======== Supplied material

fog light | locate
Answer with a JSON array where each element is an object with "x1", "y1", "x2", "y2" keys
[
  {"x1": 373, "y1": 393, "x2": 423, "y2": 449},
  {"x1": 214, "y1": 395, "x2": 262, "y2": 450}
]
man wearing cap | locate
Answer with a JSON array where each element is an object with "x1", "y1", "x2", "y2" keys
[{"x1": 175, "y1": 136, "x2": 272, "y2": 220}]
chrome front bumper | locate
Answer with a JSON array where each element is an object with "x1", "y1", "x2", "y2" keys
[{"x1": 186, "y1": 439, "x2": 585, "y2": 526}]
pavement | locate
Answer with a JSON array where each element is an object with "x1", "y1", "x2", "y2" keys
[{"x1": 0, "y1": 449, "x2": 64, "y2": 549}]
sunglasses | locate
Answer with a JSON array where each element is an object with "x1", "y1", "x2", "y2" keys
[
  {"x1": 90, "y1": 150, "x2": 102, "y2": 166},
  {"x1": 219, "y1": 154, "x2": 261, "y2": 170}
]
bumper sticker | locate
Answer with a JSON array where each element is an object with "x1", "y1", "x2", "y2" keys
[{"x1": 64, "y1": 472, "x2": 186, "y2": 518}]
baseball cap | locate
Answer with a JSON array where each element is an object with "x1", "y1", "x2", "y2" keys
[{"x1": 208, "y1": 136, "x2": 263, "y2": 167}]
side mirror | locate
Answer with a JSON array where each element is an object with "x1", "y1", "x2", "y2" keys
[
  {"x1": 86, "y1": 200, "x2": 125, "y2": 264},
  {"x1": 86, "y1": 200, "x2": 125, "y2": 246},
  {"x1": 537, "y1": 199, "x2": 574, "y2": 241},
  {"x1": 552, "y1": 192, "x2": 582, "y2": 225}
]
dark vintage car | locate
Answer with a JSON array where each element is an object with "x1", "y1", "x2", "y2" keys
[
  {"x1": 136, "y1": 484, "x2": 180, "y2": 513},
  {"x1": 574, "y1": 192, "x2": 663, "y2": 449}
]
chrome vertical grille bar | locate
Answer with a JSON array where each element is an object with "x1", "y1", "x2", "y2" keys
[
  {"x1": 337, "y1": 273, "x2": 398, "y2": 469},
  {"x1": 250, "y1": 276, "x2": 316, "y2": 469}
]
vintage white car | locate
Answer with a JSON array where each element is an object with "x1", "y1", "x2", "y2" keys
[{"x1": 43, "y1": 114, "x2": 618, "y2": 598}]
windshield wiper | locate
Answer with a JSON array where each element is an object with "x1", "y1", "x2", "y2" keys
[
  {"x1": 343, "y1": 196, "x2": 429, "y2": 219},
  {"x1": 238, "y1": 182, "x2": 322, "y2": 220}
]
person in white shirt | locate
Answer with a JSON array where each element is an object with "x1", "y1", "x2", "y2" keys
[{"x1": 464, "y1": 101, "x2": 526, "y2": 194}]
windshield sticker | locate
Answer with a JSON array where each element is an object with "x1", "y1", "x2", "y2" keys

================

» **Assignment**
The answer consists of the lines above that include the word "white", each copied exactly.

» **Exercise answer**
vintage white car | locate
person in white shirt | locate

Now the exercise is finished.